■ DOCUMENT SECTION
+--

Legislation passed in 1988 would adopt Brennan’s reasoning.
“Senator (Robert) Packwood and Senator (Edward) Kennedy came together and got the Civil Rights Restoration Act passed,” Diane Henson told us. “They rectified that, and basically reversed the Grove City College decision a few years later.”
The act meant athletic departments again needed to become compliant with Title IX and that litigation could potentially act as a remedy if they did not.
“It’s because it didn’t end up being a litigated case, where it’s got a citation in the Fifth Circuit,” Henson explained. “All the athletic directors knew about it, and the settlement and everything. But in terms of precedent, it didn’t become legal precedent, because we settled it. So that’s the difference. The Brown University cases, those cases, they had their trials. They had appeals. And so they have written opinions from judges that other lawyers can utilize. And our litigation ended before that.”
While Henson would have loved to have seen a precedent-setting verdict in her case, she felt the most important thing was to secure the outcome her plaintiffs, and others like them at UT, needed.
In the case, Brown had cited female students’ lower level of participation in intramural athletics than men to justify having fewer female varsity sports opportunities. The courts rejected the argument because it would “ignore the fact that Title IX was enacted in order to remedy discrimination that results from stereotyped notions of women’s interests and abilities.” In other words, they took into account that women had not traditionally been encouraged to participate in competitive sports and even into the ‘90s continued to face obstacles to participation at every level, including the youth levels that ultimately feed into the colleges.

+--

(Stored items)
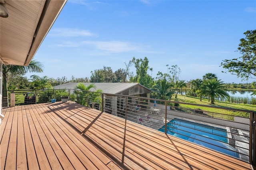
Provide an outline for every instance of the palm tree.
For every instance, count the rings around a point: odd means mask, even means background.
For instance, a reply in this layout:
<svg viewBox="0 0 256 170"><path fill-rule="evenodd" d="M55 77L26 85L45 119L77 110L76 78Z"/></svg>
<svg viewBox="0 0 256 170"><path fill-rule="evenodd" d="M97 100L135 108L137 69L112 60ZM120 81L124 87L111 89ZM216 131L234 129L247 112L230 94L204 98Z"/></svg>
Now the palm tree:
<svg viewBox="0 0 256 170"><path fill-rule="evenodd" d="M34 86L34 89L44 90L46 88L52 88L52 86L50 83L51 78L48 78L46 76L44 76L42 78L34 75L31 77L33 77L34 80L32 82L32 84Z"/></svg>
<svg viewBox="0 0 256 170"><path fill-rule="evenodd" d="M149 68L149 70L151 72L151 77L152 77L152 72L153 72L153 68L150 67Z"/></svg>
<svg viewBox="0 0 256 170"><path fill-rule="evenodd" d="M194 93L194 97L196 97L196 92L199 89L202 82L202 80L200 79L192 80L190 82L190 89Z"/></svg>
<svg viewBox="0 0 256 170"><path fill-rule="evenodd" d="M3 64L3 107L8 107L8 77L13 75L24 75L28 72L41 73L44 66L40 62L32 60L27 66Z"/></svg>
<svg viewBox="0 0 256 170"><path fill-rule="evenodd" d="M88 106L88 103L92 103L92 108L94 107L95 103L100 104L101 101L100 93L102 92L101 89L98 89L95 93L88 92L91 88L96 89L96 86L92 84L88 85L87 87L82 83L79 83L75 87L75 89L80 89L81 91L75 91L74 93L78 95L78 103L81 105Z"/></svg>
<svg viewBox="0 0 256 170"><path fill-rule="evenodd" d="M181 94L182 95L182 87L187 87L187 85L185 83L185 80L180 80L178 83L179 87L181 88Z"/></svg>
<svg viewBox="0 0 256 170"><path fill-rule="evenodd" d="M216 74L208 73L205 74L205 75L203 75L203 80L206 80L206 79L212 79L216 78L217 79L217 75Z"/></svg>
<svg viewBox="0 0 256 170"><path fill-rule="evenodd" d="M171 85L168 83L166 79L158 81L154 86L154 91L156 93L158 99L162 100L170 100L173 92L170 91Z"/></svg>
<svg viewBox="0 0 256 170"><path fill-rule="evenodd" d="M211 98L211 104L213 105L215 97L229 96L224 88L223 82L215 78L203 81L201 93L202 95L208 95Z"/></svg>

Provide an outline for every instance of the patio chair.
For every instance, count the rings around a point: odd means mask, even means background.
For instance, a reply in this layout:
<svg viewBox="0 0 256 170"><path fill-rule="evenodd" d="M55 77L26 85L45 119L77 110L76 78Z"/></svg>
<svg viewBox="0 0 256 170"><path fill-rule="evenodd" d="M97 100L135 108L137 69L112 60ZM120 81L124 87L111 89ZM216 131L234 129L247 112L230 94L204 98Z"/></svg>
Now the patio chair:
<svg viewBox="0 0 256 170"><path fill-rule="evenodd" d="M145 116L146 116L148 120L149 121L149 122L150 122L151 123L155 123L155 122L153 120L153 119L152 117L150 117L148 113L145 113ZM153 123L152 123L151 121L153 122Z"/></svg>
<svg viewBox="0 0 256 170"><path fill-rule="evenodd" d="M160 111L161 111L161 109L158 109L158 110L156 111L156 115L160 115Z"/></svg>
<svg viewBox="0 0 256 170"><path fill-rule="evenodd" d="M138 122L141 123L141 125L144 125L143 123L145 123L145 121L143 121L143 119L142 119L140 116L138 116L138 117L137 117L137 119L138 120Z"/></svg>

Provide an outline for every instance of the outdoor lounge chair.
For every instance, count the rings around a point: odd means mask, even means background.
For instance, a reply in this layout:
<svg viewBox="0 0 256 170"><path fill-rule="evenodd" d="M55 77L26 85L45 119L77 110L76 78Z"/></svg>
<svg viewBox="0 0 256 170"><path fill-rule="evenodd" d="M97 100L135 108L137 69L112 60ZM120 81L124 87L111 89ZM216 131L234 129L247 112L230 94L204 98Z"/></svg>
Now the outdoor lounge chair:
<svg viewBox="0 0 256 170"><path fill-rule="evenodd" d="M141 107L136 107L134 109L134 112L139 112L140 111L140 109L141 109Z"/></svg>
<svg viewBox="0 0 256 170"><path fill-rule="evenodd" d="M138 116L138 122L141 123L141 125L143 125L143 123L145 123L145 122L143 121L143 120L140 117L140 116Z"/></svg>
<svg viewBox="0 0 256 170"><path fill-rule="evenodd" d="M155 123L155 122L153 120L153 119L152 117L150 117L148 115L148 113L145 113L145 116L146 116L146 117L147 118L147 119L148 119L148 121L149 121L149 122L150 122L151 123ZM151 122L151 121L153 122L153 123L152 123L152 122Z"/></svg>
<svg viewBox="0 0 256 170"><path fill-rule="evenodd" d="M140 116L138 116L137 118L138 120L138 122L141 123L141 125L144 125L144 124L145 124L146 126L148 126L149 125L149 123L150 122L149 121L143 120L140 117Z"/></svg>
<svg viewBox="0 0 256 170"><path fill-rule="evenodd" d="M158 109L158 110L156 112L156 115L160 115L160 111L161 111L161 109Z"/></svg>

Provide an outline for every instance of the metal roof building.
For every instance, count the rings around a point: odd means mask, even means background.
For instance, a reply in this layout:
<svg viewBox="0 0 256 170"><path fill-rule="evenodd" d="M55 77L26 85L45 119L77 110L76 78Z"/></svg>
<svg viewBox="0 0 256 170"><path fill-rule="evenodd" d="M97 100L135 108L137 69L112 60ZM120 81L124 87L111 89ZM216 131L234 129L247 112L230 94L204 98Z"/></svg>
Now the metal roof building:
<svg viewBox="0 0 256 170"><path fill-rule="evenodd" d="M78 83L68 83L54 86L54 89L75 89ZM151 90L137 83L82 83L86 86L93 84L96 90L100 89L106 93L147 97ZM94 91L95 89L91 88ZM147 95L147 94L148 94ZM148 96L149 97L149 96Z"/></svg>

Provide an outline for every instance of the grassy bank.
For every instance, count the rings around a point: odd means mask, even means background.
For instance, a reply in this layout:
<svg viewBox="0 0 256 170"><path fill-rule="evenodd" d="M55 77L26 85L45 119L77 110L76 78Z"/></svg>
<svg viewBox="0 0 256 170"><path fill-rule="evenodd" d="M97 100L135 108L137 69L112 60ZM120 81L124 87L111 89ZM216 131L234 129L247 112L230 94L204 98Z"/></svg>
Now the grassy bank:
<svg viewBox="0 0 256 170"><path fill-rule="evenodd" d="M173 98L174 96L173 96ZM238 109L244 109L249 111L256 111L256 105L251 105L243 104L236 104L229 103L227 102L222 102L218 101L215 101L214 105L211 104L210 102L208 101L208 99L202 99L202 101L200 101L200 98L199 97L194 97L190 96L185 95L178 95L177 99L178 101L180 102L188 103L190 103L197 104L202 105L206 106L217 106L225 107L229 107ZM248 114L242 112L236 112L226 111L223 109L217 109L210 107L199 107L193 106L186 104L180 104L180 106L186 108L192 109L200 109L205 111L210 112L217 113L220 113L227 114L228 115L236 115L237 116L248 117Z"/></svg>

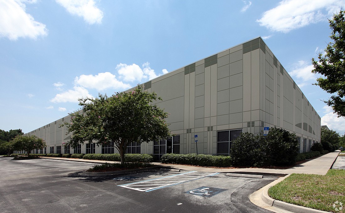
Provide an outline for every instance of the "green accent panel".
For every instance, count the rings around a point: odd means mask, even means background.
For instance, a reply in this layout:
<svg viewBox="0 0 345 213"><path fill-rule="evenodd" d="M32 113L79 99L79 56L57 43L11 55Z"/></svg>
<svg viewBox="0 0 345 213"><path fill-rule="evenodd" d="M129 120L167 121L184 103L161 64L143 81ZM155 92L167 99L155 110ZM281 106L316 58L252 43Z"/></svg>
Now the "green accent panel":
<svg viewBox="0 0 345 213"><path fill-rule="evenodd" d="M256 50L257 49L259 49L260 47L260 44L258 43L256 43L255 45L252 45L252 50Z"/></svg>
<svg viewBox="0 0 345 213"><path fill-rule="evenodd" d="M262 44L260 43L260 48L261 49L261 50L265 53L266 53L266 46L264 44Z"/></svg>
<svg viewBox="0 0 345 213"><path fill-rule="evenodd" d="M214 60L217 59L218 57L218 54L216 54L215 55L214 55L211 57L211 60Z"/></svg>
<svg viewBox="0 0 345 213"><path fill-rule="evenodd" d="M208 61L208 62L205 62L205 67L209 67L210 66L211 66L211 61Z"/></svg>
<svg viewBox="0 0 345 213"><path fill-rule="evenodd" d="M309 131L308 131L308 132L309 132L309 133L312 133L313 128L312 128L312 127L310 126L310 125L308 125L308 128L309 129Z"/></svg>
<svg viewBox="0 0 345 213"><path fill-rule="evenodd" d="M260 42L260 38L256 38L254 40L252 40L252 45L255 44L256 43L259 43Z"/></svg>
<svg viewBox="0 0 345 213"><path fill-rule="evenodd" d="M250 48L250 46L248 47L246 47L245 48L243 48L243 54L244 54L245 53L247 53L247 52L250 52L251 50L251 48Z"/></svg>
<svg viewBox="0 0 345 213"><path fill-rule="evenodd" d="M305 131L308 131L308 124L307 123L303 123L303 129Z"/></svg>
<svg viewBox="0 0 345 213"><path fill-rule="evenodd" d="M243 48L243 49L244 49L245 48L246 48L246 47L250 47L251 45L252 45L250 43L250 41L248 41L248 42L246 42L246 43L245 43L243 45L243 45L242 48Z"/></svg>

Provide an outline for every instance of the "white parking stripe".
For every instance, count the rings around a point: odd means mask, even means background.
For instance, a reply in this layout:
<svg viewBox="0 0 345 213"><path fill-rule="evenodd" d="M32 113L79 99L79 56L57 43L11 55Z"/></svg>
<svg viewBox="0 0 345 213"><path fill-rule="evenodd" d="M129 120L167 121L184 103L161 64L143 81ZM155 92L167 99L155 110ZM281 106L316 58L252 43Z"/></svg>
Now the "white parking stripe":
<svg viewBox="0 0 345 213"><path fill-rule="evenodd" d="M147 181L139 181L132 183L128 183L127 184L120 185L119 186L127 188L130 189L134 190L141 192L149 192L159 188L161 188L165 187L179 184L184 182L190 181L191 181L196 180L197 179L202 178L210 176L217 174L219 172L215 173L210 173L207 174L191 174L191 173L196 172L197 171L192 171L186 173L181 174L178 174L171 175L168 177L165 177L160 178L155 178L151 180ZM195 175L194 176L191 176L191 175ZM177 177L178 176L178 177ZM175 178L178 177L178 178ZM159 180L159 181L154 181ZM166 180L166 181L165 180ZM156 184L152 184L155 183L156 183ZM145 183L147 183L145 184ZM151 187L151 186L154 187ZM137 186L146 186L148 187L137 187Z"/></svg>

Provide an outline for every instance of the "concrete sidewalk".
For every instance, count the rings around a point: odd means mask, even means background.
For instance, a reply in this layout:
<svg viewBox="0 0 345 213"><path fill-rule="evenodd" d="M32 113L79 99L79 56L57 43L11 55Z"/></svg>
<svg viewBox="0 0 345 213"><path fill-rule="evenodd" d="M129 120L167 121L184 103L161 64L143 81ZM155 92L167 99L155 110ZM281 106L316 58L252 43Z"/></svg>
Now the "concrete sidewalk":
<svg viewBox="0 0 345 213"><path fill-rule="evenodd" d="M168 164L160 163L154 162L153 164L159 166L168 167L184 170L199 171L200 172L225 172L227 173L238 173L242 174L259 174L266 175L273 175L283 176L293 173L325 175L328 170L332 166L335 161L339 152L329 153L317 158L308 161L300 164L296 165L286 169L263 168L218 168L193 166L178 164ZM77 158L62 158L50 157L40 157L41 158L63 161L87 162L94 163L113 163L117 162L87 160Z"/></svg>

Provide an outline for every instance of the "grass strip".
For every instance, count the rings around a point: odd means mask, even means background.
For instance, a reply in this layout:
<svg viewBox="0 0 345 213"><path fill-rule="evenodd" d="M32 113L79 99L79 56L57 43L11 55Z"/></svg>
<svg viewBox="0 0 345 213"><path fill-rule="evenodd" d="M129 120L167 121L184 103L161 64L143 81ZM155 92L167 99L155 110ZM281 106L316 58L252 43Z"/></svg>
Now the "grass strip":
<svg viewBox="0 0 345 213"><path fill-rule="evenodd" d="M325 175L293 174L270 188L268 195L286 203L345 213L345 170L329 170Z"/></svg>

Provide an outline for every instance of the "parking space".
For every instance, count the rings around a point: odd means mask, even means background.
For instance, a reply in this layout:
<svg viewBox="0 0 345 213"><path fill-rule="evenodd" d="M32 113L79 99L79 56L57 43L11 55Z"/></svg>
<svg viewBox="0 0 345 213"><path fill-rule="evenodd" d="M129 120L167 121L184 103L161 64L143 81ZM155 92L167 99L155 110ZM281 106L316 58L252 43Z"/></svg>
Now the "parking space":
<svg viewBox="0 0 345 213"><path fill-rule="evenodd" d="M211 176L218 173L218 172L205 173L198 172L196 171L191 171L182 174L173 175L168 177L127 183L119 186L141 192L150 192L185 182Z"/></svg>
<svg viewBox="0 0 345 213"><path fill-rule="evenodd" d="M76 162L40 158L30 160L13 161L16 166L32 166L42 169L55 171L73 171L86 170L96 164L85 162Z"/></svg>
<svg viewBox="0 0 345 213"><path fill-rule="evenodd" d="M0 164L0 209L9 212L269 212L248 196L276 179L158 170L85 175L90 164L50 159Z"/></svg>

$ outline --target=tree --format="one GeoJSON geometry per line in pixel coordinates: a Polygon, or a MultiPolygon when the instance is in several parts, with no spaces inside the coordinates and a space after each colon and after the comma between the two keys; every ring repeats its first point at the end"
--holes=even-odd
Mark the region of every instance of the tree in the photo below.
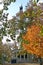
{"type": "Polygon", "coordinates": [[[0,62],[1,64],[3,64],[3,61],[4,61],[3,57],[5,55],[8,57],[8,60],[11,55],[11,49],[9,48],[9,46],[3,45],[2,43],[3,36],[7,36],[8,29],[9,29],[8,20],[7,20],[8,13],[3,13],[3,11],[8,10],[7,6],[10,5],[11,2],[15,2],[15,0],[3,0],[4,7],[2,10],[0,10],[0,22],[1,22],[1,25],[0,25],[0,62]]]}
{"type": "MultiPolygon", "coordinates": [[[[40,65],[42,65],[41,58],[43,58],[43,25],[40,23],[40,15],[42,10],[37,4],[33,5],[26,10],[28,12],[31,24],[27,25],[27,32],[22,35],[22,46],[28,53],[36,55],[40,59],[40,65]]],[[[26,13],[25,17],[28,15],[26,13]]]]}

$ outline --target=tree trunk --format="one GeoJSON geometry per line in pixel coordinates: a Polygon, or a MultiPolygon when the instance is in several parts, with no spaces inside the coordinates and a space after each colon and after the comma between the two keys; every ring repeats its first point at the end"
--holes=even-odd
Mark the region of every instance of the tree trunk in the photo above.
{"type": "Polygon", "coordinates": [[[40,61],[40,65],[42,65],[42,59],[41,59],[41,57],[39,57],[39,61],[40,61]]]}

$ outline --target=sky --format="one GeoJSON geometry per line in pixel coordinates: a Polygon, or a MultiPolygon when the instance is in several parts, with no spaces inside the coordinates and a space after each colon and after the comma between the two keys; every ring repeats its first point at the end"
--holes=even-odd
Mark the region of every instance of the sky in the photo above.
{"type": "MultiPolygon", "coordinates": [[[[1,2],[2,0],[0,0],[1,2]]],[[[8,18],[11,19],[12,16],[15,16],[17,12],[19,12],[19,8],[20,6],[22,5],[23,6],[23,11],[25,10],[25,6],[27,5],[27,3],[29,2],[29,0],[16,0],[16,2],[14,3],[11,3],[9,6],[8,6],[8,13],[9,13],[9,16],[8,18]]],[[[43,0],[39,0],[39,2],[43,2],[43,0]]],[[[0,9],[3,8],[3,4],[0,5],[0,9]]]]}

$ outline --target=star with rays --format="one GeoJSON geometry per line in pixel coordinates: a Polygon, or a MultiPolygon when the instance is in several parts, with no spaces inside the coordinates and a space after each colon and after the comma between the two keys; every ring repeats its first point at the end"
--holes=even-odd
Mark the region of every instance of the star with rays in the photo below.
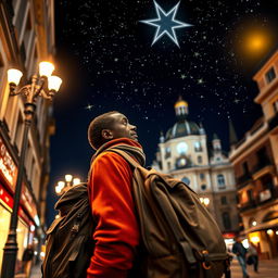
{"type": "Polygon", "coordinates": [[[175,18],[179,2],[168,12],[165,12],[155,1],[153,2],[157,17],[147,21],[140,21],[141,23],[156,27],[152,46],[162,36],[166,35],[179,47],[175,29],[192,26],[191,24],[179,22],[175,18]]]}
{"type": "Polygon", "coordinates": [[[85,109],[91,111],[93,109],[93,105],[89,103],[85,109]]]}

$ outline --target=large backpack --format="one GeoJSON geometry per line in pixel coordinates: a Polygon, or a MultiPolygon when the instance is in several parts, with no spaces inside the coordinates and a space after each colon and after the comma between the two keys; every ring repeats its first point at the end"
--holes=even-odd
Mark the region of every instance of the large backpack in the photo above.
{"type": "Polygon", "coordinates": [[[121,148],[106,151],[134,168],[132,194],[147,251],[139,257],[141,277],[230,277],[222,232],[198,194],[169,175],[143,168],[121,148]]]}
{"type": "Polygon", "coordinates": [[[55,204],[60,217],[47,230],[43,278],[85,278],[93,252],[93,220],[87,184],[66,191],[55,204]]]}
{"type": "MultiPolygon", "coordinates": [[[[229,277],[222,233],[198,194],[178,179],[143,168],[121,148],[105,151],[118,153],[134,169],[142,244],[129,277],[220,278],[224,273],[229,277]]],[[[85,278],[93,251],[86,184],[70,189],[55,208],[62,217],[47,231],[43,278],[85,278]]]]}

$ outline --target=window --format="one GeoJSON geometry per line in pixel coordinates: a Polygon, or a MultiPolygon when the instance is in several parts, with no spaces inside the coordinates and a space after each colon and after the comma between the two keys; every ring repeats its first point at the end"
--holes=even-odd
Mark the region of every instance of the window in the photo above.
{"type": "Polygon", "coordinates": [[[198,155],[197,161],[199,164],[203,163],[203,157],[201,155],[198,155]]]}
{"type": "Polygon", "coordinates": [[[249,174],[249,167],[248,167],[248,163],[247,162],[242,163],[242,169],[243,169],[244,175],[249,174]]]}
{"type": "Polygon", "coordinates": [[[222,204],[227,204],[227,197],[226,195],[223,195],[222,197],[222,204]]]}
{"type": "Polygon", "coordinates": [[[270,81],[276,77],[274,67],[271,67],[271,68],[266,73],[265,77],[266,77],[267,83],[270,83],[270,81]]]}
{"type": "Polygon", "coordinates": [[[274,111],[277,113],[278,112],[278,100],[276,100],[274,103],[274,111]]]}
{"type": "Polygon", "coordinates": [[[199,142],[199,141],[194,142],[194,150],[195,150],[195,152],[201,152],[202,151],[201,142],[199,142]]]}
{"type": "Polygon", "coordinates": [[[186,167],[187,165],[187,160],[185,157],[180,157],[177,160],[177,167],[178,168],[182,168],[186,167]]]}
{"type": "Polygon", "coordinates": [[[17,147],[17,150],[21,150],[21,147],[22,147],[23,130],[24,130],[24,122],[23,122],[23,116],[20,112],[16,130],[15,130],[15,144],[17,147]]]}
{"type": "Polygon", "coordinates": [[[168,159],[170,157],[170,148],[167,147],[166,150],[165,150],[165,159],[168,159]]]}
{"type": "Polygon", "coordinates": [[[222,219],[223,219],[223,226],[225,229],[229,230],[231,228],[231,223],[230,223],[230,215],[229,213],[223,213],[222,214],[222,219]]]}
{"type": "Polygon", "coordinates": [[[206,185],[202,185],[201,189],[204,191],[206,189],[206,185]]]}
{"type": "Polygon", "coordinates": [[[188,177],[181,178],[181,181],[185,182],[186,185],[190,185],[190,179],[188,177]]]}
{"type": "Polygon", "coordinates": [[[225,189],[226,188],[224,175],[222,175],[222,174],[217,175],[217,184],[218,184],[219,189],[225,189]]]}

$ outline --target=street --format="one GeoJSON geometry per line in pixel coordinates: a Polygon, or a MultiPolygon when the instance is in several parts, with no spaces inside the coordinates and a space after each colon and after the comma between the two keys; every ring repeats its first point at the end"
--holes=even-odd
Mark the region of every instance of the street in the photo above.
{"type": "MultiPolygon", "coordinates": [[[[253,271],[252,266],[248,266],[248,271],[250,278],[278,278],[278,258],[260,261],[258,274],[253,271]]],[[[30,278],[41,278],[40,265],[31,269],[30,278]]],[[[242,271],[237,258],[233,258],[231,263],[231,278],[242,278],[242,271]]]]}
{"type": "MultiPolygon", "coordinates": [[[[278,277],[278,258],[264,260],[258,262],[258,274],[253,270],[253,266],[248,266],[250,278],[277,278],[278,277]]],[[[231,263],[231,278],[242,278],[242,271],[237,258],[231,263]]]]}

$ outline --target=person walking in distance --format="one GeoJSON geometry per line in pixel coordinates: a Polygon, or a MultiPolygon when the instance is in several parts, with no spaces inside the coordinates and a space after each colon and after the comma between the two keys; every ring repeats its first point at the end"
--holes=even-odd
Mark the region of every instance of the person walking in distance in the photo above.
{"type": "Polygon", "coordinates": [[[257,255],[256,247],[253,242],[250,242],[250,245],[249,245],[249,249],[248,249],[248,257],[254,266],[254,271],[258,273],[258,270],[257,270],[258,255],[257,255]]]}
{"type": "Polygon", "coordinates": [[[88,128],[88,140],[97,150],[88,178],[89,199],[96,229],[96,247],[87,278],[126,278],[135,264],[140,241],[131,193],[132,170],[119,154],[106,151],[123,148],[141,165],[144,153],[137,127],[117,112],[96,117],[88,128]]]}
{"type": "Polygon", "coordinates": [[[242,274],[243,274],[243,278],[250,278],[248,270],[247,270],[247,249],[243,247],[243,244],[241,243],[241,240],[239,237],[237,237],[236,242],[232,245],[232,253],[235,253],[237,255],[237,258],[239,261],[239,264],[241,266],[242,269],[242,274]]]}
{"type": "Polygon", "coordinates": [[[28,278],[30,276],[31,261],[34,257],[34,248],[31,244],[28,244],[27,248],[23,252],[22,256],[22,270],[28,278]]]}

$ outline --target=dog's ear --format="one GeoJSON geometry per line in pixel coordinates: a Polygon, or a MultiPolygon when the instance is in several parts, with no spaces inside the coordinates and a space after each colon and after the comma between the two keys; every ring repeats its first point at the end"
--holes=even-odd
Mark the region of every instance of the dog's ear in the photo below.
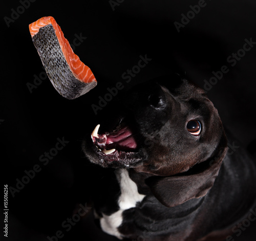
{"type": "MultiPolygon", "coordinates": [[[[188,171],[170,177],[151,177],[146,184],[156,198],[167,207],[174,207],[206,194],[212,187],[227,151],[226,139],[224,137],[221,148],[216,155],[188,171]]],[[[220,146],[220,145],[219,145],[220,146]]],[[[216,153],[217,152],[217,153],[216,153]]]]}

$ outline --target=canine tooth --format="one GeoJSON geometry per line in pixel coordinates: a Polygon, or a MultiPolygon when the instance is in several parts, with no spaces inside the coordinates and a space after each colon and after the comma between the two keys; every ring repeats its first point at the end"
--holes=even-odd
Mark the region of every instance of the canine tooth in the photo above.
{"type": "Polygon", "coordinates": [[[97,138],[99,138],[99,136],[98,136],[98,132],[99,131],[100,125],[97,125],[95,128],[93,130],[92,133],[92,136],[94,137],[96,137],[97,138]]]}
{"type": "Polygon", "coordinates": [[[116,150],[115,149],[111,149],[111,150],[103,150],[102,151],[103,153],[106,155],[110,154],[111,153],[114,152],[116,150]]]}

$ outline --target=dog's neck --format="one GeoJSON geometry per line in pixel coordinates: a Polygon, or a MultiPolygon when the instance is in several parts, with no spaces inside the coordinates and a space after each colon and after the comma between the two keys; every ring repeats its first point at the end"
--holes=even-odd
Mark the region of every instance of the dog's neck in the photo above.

+--

■ PROMPT 1
According to the Title IX passage, which two senators came together to get the Civil Rights Restoration Act passed?
■ PROMPT 2
Continue the Title IX passage from its final sentence.
The stored items are separate material, independent of the Title IX passage.

■ RESPONSE 1
Senator Robert Packwood and Senator Edward Kennedy.

■ RESPONSE 2
“I sent them all of our materials. I was in contact with the lawyers for the plaintiffs,” explained Diane Henson, who had led the Sanders v. University of Texas at Austin effort. “I like to think that we helped with that LSU case from the standpoint of we gave them some building blocks, so they didn’t have to invent everything.”
For background information, we chatted with Rannah Gray, who testified in the Pederson case in her capacity at the time as LSU’s Associate Athletic Director for marketing and promotions. She remembered the department identifying a need to add sports to be in compliance.
“There was no argument that more needed to be done. And so we all felt like we’re moving in that direction.”
The plaintiffs wanted the process to move more quickly.
“I guess we just weren’t moving fast enough,” Gray said. She remembered bringing in a consultant to help them determine areas where they needed to improve in servicing women’s sports teams.
“You cannot send a student trainer with a women’s sport. You must send a full-time trainer with the women’s sports on the road – made all those changes.”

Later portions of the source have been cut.